====== Dataset content

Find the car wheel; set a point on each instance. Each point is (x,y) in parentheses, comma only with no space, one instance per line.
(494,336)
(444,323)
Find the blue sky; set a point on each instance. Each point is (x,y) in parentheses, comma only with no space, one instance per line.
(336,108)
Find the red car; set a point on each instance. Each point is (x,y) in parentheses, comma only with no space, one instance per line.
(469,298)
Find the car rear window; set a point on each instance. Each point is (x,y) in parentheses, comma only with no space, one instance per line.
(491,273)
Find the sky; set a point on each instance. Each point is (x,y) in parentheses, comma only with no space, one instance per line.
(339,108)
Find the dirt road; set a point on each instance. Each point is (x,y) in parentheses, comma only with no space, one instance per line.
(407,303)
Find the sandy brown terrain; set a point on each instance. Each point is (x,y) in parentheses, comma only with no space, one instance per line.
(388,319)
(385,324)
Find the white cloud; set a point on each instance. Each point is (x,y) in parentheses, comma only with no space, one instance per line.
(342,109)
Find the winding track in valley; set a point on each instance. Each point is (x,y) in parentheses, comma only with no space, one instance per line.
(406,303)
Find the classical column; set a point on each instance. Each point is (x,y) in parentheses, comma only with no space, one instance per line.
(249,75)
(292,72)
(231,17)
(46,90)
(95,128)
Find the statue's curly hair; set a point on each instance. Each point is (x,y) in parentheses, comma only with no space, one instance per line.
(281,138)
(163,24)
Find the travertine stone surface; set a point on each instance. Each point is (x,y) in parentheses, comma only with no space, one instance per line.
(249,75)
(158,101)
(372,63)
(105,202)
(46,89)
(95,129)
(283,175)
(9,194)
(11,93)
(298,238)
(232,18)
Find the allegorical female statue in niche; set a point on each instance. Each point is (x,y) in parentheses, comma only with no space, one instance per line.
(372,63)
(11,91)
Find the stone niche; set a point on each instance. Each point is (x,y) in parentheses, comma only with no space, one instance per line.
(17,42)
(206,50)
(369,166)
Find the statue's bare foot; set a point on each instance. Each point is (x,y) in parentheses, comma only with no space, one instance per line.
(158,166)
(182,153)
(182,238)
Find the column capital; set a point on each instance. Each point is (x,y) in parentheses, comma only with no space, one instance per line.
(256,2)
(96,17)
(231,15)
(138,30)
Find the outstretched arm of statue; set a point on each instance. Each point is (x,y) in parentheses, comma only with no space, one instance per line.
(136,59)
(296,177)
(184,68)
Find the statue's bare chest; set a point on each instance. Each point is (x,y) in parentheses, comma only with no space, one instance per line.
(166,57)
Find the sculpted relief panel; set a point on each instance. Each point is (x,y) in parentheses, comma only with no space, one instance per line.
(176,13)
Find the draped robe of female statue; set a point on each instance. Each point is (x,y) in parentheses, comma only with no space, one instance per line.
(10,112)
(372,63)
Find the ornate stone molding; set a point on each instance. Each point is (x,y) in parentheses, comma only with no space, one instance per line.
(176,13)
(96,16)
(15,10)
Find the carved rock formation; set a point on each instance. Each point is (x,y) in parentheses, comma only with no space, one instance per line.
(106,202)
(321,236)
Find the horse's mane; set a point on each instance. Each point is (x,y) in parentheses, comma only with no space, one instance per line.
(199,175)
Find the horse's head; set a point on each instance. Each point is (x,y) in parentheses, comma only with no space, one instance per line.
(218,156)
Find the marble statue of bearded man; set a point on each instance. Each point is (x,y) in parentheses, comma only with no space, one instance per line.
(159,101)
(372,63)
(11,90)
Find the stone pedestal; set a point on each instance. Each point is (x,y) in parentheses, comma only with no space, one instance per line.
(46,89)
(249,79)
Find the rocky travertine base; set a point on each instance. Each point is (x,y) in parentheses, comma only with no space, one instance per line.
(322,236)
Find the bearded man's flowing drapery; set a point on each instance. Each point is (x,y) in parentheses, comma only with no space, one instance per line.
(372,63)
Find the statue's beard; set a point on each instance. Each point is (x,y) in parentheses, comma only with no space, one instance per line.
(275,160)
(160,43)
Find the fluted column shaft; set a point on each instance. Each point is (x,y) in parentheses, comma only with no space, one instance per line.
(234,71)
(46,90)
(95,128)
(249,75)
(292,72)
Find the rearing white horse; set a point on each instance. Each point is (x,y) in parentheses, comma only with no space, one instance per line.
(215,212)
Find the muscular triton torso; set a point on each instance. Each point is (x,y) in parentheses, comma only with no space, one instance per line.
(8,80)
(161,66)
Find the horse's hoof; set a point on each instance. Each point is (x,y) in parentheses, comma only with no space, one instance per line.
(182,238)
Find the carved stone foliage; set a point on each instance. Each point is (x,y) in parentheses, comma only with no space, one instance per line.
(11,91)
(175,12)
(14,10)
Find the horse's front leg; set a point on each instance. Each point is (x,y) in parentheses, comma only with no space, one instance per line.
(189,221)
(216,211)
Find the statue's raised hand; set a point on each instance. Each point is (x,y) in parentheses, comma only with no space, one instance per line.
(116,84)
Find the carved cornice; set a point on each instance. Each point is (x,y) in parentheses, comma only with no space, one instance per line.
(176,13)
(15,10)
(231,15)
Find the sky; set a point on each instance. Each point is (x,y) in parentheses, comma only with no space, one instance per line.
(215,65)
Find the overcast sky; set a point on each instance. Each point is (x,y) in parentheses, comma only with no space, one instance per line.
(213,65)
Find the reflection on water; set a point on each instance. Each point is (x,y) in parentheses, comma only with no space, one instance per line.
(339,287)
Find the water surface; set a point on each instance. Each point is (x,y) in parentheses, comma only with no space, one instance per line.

============

| What to do |
Return what is listed above, exactly and completely.

| Task result |
Find the car wheel; set a point on each instance. Each point is (x,y) in parentheses, comma only with no space, one instance per line.
(494,336)
(444,323)
Find the blue sky; set a point on each instance. Each point is (x,y) in parentheses, comma only with no space, one instance per line.
(336,108)
Find the red car; set a point on each instance. Each point is (x,y) in parentheses, comma only with no space, one instance per line.
(469,298)
Find the car rear window; set a point on each instance. Each point is (x,y) in parentheses, comma only with no space, one instance per line.
(491,273)
Find the sky; set a point on each instance. Each point is (x,y) in parentheses, comma only with no space, one instance per line.
(339,108)
Find the dirt road; set a point on each instance. Each point is (x,y) in parentheses, comma only with no space, one instance per line.
(407,303)
Find the sandy brown terrain; set a point on each instance. Each point is (x,y) in parentheses, comma only with no space, one instance per line.
(388,319)
(385,324)
Find the white cloud; set a point on each instance. Each point is (x,y) in parentheses, comma only with no space, one instance per line.
(342,109)
Find the winding track in valley; set a point on each instance. Each point is (x,y) in parentheses, comma only with no space, one instance per line.
(406,303)
Find the classical column; set a point on each instance. Each point is (x,y) in parentheses, comma only with no space, one instance per line.
(249,75)
(292,72)
(231,17)
(46,90)
(95,128)
Find the statue's curly hair; set a point on each instance. Each point is (x,y) in parentheses, comma only with no space, one instance per line.
(281,138)
(163,24)
Find the travertine stone surface; set a point on each instance. Each point is (x,y) in parentheses, comma only with no space, one instance per line.
(249,75)
(158,101)
(372,63)
(105,202)
(46,89)
(95,129)
(283,175)
(9,194)
(11,93)
(298,238)
(232,18)
Find the allegorical female statue in niche; set a point on each instance. Each point is (x,y) in parentheses, comma only with no space, one instance per line.
(372,63)
(11,91)
Find the stone niche; set a point on each instance. Each point is (x,y) in parentheses, comma only with no space, one instance per line.
(17,42)
(206,50)
(369,166)
Find the statue's bare foot; set a point on each instance. Each point is (x,y) in parentheses, comma only with no space, one instance per line.
(158,166)
(182,153)
(182,238)
Find the column capital; set a point on each instance. Each point is (x,y) in parentheses, comma only with no space, one instance per line.
(256,2)
(96,17)
(231,15)
(138,30)
Find the outstretched arm of statue; set a point on each instance. Each point is (x,y) in parentheses, comma only with no space, one instance per line.
(136,59)
(296,177)
(184,68)
Find the statue's bare chest; set a point on each instance. Each point is (x,y) in parentheses, comma only with no space, one instance per line.
(166,57)
Find the sculpted relief panel; set a point on each instance. Each point is (x,y) in parentheses, comma only with no space, one instance per line.
(176,13)
Find the draped robe of female statue; set a point on each instance. Each point is (x,y) in parentheses, comma only with no space, one instance per line.
(10,112)
(372,63)
Find the ornate stone molding; set a point on each instance. Each point is (x,y) in parentheses, comma only with no space, one instance per line.
(176,13)
(96,16)
(15,10)
Find the carved rock formation; set a point on each instance. Each point is (x,y) in parentheses, comma only with no space, one instance per line.
(106,202)
(321,236)
Find the horse's mane; set a point on each instance. Each point is (x,y) in parentheses, comma only with no space, one instance per line.
(199,175)
Find the horse's head; set a point on each instance. Each point is (x,y) in parentheses, comma only with no space, one instance per line.
(218,156)
Find the marble statue of bearded man; set a point on each instance. Each point is (x,y) in parentheses, comma only with no space, one instance per line.
(159,101)
(372,63)
(11,90)
Find the stone pedestal; set a point on each instance. Each point is (x,y) in parentheses, comma only with no space, one instance per line.
(46,89)
(249,79)
Find the rocky travertine base; set a point on each instance. Each point is (x,y) in parentheses, comma only with no space, one instance per line.
(322,236)
Find the bearded man's flowing drapery; set a point on each instance. Each point is (x,y) in parentheses, comma only with no space, one instance per line.
(372,63)
Find the statue's beard; set a point on each instance. Each point is (x,y) in parentheses, comma only with no space, one instance per line.
(275,160)
(160,43)
Find the fluted column shaft; set a point on each instance. Each point is (x,y) in parentheses, comma only with no space, one instance per line.
(234,71)
(46,90)
(95,128)
(249,75)
(292,72)
Find the rearing white horse; set a point on each instance. Each point is (x,y) in parentheses, comma only with no space, one instance per line.
(215,212)
Find the muscular triton torso; set a point on each instance. Each point is (x,y) in parentheses, comma only with no space, one instance per line.
(8,80)
(161,66)
Find the horse's hoof; set a point on each instance. Each point is (x,y) in parentheses, comma only with no space, one instance per line.
(182,238)
Find the carved stone foliage; set a point on each instance. Each point is (x,y) in parentheses, comma only with no space, one instance per line.
(11,91)
(175,12)
(14,10)
Find the horse's front leg; set a point on each instance. Each point is (x,y) in parentheses, comma only with no space, one instance per line.
(189,221)
(216,211)
Find the statue's raised hand; set a point on each instance. Each point is (x,y) in parentheses, comma only with no space, one instance per line.
(116,84)
Find the carved cornice; set a point on each instance. Each point is (x,y) in parentheses, comma only with no space, one instance per line.
(176,13)
(15,10)
(231,15)
Find the sky; set a point on each instance. Each point is (x,y) in parentheses, comma only with no space, one instance per line.
(215,65)
Find the overcast sky; set a point on each instance. Each point is (x,y) in parentheses, comma only with no space, one instance per line.
(213,65)
Find the reflection on water; set a point on each instance. Each point is (x,y) in parentheses, comma only with no space, one instance per line.
(339,287)
Find the water surface; set a point on each instance. Each point is (x,y) in parentheses, comma only with no space, one instance per line.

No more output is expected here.